- **Problem requirements**
Change every occurrence of "Target" in the material below to "Object", reproducing everything else unchanged. Omit the pictures from the result.

Start of The data

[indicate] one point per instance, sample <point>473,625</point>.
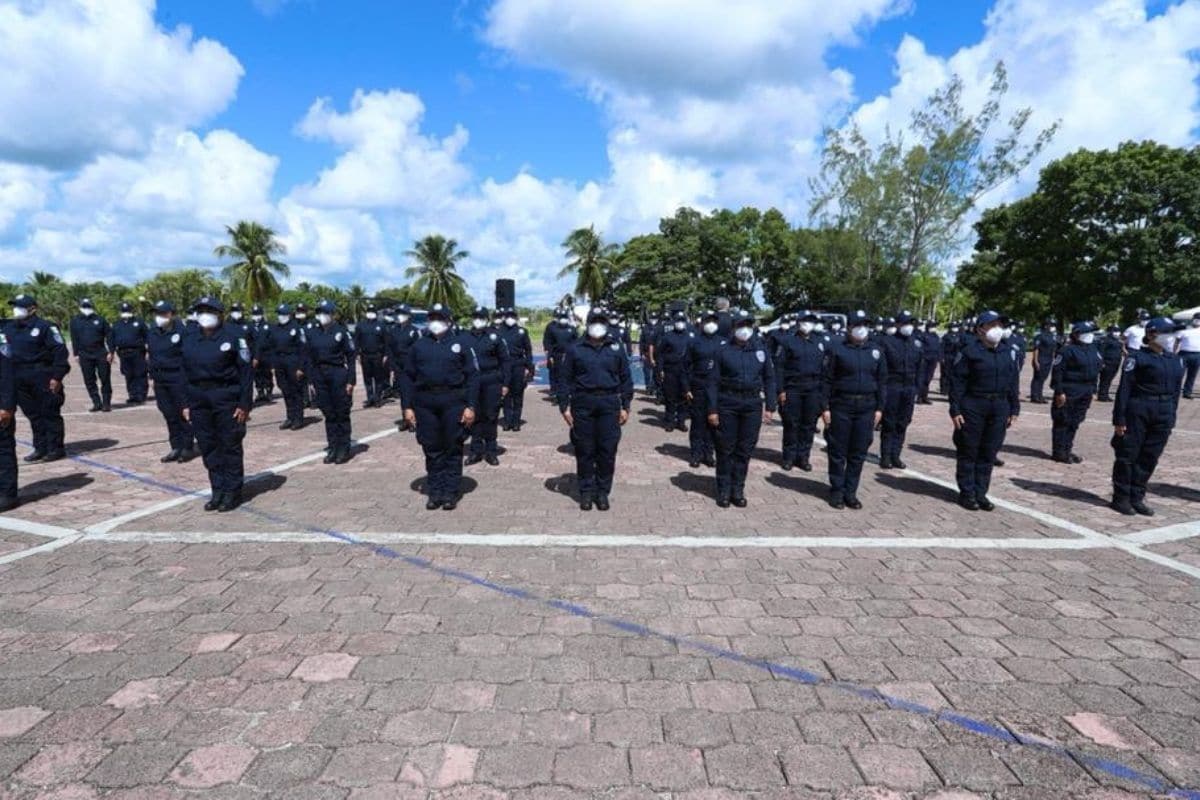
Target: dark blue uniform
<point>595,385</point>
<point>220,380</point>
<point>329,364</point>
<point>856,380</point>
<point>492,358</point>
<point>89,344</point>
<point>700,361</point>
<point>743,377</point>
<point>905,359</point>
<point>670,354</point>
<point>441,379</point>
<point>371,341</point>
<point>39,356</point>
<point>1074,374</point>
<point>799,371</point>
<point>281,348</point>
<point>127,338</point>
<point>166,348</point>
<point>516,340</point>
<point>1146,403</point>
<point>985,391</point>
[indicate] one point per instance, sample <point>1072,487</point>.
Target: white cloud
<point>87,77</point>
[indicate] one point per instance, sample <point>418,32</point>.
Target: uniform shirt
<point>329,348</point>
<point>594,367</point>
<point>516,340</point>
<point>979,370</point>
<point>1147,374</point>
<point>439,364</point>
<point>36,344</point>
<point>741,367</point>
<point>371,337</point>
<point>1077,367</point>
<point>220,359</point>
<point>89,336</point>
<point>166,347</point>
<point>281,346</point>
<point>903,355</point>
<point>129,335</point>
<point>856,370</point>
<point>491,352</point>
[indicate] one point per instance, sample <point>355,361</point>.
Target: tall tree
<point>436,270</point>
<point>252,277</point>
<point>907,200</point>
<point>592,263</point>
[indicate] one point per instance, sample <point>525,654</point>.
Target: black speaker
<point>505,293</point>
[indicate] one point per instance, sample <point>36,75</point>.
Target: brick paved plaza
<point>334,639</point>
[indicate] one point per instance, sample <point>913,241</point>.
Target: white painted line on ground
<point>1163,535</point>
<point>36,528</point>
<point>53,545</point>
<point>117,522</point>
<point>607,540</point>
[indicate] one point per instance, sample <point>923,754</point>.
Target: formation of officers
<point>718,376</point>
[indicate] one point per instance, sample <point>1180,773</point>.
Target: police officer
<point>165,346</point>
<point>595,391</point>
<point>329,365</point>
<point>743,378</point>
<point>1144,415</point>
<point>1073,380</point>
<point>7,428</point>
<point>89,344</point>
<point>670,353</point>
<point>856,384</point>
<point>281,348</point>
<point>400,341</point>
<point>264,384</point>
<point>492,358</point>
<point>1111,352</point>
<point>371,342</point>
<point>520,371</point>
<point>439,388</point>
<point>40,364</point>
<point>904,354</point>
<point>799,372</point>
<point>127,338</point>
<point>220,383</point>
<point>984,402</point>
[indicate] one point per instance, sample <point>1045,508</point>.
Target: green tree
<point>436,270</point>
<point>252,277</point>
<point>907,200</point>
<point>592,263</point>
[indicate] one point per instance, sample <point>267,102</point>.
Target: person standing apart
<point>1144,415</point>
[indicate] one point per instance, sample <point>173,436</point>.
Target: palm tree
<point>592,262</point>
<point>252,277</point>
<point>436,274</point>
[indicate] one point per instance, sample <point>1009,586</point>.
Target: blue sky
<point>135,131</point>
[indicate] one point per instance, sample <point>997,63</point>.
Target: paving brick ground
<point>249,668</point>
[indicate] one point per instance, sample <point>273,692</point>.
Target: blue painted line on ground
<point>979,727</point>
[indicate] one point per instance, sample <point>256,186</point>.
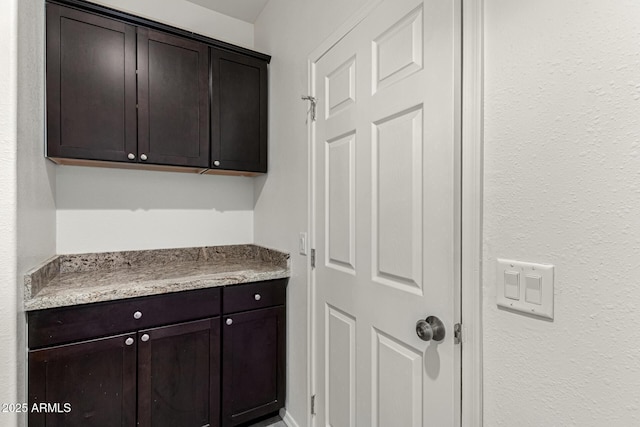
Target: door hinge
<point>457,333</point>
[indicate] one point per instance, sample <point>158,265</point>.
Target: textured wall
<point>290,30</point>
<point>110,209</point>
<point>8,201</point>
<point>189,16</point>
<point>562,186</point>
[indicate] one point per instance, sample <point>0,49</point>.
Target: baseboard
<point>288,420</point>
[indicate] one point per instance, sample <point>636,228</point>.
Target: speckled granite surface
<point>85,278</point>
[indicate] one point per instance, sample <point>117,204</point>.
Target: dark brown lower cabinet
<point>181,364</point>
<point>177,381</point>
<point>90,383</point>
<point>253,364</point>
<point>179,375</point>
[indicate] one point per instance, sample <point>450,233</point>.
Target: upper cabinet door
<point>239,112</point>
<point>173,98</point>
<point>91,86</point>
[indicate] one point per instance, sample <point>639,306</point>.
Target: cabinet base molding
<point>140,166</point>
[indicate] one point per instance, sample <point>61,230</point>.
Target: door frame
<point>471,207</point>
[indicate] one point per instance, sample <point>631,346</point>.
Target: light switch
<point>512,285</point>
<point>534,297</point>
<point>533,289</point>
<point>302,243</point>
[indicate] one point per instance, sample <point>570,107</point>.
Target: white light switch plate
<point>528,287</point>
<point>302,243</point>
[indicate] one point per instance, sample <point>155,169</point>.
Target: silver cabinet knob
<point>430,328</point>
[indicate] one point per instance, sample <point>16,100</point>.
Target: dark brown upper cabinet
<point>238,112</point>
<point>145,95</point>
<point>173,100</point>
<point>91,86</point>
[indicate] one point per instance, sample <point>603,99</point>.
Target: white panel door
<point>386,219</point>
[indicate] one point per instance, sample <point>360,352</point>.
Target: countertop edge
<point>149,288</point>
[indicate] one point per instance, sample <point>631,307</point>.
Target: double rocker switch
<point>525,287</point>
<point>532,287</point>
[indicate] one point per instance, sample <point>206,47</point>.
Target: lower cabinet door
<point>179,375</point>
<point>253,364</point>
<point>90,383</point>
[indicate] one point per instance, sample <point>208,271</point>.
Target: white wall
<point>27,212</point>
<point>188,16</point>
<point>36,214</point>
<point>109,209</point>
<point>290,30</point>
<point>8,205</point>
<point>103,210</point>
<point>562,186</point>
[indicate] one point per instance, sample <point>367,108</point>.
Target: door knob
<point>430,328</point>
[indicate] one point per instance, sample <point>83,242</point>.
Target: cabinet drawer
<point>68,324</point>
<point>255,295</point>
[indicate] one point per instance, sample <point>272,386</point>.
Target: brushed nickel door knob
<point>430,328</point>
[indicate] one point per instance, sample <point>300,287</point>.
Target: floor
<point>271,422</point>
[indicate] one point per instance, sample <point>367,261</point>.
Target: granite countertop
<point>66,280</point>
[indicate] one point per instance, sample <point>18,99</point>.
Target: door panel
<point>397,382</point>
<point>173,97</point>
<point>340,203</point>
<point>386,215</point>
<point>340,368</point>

End of The data

- **Answer for this exercise**
[indicate] one point per instance, sample <point>473,625</point>.
Object: dark blue uniform
<point>595,385</point>
<point>220,380</point>
<point>329,364</point>
<point>856,380</point>
<point>492,358</point>
<point>89,344</point>
<point>700,361</point>
<point>743,377</point>
<point>905,359</point>
<point>670,354</point>
<point>441,379</point>
<point>371,341</point>
<point>39,356</point>
<point>1074,374</point>
<point>799,371</point>
<point>281,348</point>
<point>127,338</point>
<point>166,348</point>
<point>516,340</point>
<point>1146,403</point>
<point>985,391</point>
[indicate] one point per instance, sample <point>1072,487</point>.
Object: white cloud
<point>87,77</point>
[indicate] one point per instance, sample <point>418,32</point>.
Object: uniform shirt
<point>329,348</point>
<point>594,367</point>
<point>516,340</point>
<point>979,370</point>
<point>1147,374</point>
<point>439,364</point>
<point>36,344</point>
<point>741,367</point>
<point>371,337</point>
<point>1077,367</point>
<point>220,359</point>
<point>89,336</point>
<point>166,347</point>
<point>281,346</point>
<point>903,355</point>
<point>129,335</point>
<point>856,370</point>
<point>491,352</point>
[indicate] one point per instance, sample <point>355,361</point>.
Object: tall tree
<point>436,270</point>
<point>252,277</point>
<point>907,200</point>
<point>592,263</point>
[indicate] one point per instance, sample <point>525,654</point>.
Object: black speaker
<point>505,293</point>
[indicate] one point per instance, sample <point>36,75</point>.
Object: brick paved plaza
<point>334,639</point>
[indicate] one point per instance, sample <point>913,241</point>.
Object: white painted line on ground
<point>1163,535</point>
<point>36,528</point>
<point>53,545</point>
<point>117,522</point>
<point>607,540</point>
[indicate] one point per instance, sample <point>923,754</point>.
Object: formation of officers
<point>718,376</point>
[indicate] one point per instance, sample <point>1180,773</point>.
Object: police officer
<point>165,346</point>
<point>595,391</point>
<point>329,365</point>
<point>743,378</point>
<point>1144,415</point>
<point>1073,380</point>
<point>7,428</point>
<point>89,344</point>
<point>670,353</point>
<point>856,384</point>
<point>281,348</point>
<point>400,341</point>
<point>264,384</point>
<point>492,358</point>
<point>1111,352</point>
<point>371,342</point>
<point>520,371</point>
<point>439,388</point>
<point>40,364</point>
<point>904,354</point>
<point>799,372</point>
<point>127,338</point>
<point>220,383</point>
<point>984,402</point>
[indicate] one point per instance, sample <point>1045,508</point>.
Object: green tree
<point>436,270</point>
<point>252,277</point>
<point>907,200</point>
<point>592,263</point>
[indicate] one point per instance, sample <point>267,102</point>.
Object: person standing apart
<point>1144,415</point>
[indicate] one point per instance, sample <point>173,436</point>.
Object: palm tree
<point>592,262</point>
<point>252,277</point>
<point>436,274</point>
[indicate] one point per instance, sample <point>1009,586</point>.
Object: blue sky
<point>135,131</point>
[indicate] one point per instance, sample <point>997,63</point>.
Object: paving brick ground
<point>249,668</point>
[indicate] one point per instance, sample <point>273,692</point>.
Object: blue painted line on ground
<point>979,727</point>
[indicate] one point per instance, sample <point>256,186</point>.
Object: door hinge
<point>457,333</point>
[indicate] one point per instance, sample <point>158,265</point>.
Object: textured wall
<point>290,30</point>
<point>110,209</point>
<point>8,201</point>
<point>189,16</point>
<point>562,186</point>
[indicate] one point per instance, sample <point>0,49</point>.
Object: baseboard
<point>288,420</point>
[indicate] one point per instance, sample <point>636,228</point>.
Object: speckled granite surface
<point>85,278</point>
[indicate] one point per instance, sample <point>117,204</point>.
Object: dark brown lower cabinet
<point>181,364</point>
<point>177,381</point>
<point>90,383</point>
<point>253,364</point>
<point>179,375</point>
[indicate] one point per instance, sample <point>450,233</point>.
Object: upper cabinet door
<point>239,112</point>
<point>173,98</point>
<point>91,86</point>
[indicate] one point per instance, sample <point>639,306</point>.
Object: cabinet base molding
<point>140,166</point>
[indicate] one point per instance, sample <point>61,230</point>.
Object: door frame
<point>471,207</point>
[indicate] one point per instance, sample <point>631,346</point>.
Object: light switch
<point>512,285</point>
<point>534,297</point>
<point>533,289</point>
<point>302,243</point>
[indicate] one point per instance, sample <point>570,107</point>.
Object: white light switch plate
<point>528,287</point>
<point>302,243</point>
[indicate] one point per instance, sample <point>155,169</point>.
Object: silver cabinet knob
<point>430,328</point>
[indicate] one point per instance, sample <point>16,100</point>.
Object: dark brown upper cabinet
<point>238,112</point>
<point>145,95</point>
<point>173,100</point>
<point>91,86</point>
[indicate] one point per instance, sample <point>603,99</point>.
Object: white panel door
<point>386,219</point>
[indicate] one point per instance, sample <point>360,352</point>.
Object: countertop edge
<point>149,288</point>
[indicate] one point per instance, sample <point>631,307</point>.
Object: double rocker switch
<point>525,287</point>
<point>532,287</point>
[indicate] one point per instance, sample <point>206,47</point>.
Object: lower cabinet door
<point>179,375</point>
<point>253,364</point>
<point>90,383</point>
[indicate] one point per instance, sample <point>208,271</point>.
Object: white wall
<point>27,212</point>
<point>188,16</point>
<point>36,214</point>
<point>109,209</point>
<point>290,30</point>
<point>8,205</point>
<point>103,210</point>
<point>562,186</point>
[indicate] one point per instance, sample <point>367,108</point>.
Object: door knob
<point>430,328</point>
[indicate] one point per instance, sample <point>83,242</point>.
Object: cabinet drawer
<point>68,324</point>
<point>255,295</point>
[indicate] one point per instance, sample <point>272,386</point>.
Object: brushed nickel door knob
<point>430,328</point>
[indicate] one point per instance, sample <point>300,287</point>.
Object: floor
<point>271,422</point>
[indicate] one point per instance, sample <point>367,261</point>.
Object: granite countertop
<point>66,280</point>
[indicate] one point per instance, sample <point>18,99</point>.
Object: door panel
<point>397,382</point>
<point>173,97</point>
<point>340,203</point>
<point>386,215</point>
<point>340,368</point>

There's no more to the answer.